### FRAGMENTO DE ORIGEN
###
Cuando las atrocidades dominan las relaciones entre países y bloques geopolíticos, surgen las guerras, y las personas dejan de ser individualmente importantes para nadie, para ser moneda de cambio -con sus vidas- en los conflictos continuamente alimentados y recrecidos. En este momento de guerras abiertas estamos frente a problemas éticos e indiferencia moral de dirigentes y de ciudadanos de todos los lugares. Resulta imposible y estúpido tratar de interpretar éstas y todas las guerras en términos binarios del bien y el mal o de quién cumple o incumple las leyes de la guerra, salvo que creamos que la verdad solo habita en una parte del conflicto.

Las guerras tienen su encendido en hechos muy concretos -sus disparadores- pero sus raíces son muy antiguas y profundas. Nos referimos a roces y colisiones entre grupos sociales consolidados, con cultura propia, que conviven continuamente en entornos territoriales compartidos. Estos macroproblemas de convivencia son retroalimentados de micro o meso conflictos cotidianos que durante años y años no se resuelven, sino que empeoran por la polarización con el crecimiento de las poblaciones y su encapsulación. Muchas veces los acuerdos de soluciones a conflictos anteriores acordadas por terceros -los ganadores-, son resoluciones teóricamente diseñadas, que no se cumplen o son imposibles de cumplir, con la finalidad de progresar en el utópico objetivo de convivencia cultural que discursivamente pretenden.

Cuando concluyen oficialmente las guerras, pero no las bases de los conflictos, los acuerdos se siembran sobre los terrenos de cultivo de otros nuevos. Puede ser que perduren 20, 30 u 80 años -como en Palestina- para que esto reviva, y puede que las víctimas de un conflicto anterior se vuelvan los victimarios del siguiente, en un paso más de una cadena de efectos incontrolables enmarcados en nuevos escenarios geopolíticos, tecno-económicos o demográficos de creciente inestabilidad mundial. El periodista Mikel Ayestarán refiriéndose a Jerusalén donde vive nos afirma: “Las sociedades multiconfesionales y todo esto del multiculturalismo no ha terminado de cuajar”. La globalización actual -principalmente económica- acelera los movimientos de las mercancías y las poblaciones, generando nuevas intersecciones culturales de micro, meso y macro dimensión.

Las intersecciones micro se insertan en los individuos y en las unidades familiares, acelerando los cambios en modos de vida personales propios de la evolución generacional y tecnológica. Esta alteración afecta a los modelos de familia, a las creencias y costumbres religiosas, a los símbolos materiales en el vestir, y sobre todo a la formación y capacidad de autonomía económica de las mujeres respecto de los hombres. Asimismo trastoca los roles intrafamiliares sobre la responsabilidad de los cuidados y la vida social de los miembros de la unidad familiar.
###
Registros extraídos de una colección
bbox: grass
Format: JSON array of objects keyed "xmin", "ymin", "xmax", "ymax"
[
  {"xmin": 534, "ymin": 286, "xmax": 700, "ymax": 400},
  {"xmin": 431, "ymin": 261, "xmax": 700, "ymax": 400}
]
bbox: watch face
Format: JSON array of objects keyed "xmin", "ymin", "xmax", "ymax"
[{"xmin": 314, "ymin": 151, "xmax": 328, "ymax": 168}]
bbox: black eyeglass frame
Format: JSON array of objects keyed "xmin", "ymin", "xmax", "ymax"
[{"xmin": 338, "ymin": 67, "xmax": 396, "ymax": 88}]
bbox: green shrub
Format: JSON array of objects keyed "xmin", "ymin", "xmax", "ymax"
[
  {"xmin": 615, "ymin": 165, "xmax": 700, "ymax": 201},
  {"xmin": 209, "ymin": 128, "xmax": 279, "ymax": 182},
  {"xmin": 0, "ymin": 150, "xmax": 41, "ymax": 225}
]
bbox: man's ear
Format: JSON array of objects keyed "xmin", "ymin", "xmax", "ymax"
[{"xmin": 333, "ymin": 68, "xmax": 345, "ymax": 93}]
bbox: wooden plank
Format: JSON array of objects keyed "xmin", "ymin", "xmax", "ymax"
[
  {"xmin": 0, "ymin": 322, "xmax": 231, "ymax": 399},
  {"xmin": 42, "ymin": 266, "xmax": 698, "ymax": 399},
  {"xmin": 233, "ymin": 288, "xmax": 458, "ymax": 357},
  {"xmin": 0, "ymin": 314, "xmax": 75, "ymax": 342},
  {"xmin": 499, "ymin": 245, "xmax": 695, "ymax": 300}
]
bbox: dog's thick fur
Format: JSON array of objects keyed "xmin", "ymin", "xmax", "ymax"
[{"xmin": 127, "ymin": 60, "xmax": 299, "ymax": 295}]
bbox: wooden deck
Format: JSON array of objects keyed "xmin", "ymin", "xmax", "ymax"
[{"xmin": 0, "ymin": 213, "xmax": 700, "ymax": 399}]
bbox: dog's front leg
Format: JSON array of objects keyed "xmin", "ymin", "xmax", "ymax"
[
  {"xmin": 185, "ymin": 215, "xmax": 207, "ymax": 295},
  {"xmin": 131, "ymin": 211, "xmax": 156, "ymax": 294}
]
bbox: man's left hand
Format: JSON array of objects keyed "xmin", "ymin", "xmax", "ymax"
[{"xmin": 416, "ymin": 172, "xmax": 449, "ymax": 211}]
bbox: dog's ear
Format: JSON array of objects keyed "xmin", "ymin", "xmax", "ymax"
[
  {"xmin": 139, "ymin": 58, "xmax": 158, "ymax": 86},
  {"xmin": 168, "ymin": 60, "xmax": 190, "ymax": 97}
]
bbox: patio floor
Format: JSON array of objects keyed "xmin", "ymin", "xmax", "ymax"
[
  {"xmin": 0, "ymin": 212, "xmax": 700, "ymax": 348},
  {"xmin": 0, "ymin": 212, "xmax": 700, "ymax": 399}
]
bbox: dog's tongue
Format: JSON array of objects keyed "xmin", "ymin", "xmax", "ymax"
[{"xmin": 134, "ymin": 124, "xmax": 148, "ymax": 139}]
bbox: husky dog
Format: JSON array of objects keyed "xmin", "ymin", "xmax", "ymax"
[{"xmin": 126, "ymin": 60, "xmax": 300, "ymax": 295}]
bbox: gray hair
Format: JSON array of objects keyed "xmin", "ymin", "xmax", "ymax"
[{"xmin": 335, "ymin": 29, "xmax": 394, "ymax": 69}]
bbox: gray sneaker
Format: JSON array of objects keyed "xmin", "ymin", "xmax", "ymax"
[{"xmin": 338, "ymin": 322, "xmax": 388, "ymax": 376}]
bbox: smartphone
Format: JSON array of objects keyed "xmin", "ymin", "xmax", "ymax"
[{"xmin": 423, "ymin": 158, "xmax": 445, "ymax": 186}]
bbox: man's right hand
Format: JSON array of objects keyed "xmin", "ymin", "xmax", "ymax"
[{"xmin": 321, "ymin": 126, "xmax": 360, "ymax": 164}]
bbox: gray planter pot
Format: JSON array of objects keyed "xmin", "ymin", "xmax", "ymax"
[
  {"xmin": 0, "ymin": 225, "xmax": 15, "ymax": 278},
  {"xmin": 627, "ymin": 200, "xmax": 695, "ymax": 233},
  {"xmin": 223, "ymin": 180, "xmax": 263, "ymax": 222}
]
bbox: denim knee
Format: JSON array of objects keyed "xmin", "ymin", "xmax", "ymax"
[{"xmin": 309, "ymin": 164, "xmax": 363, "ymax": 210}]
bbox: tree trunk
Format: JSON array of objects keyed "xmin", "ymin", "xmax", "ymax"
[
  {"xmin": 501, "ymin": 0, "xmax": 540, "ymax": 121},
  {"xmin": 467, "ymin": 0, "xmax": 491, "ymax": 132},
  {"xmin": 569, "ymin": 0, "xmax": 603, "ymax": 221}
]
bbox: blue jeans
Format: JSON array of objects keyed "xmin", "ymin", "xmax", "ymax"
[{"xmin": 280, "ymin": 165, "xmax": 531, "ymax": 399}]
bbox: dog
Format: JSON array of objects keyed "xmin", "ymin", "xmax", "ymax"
###
### TAREAS DEL EJERCICIO
1. Identifica y copia cada línea de los registros que contenga la cadena "hand", distinguiendo entre mayúsculas y minúsculas.
2. Redacta la parte siguiente del texto sobre las guerras y la convivencia cultural, empezando después de su última oración.

### RESULTADOS EN ORDEN
1.
bbox: man's left hand
bbox: man's right hand

2.
Las intersecciones meso se producen a nivel de comunidad local en relación con los recursos territoriales comunes, las relaciones de vecindario, la competición y discriminación por los puestos de trabajo, la integración escolar, los subsidios y ayudas, y las manifestaciones culturales en los espacios y usos de los medios públicos.

Por último, las intersecciones macro ocurren en las manifestaciones colectivas sobre eventos públicos, en los derechos políticos y sociales, en las migraciones forzosas, y en las colisiones entre países o facciones internas de estos en forma de polarización de grupos más conservadores de los modos tradicionales de vida.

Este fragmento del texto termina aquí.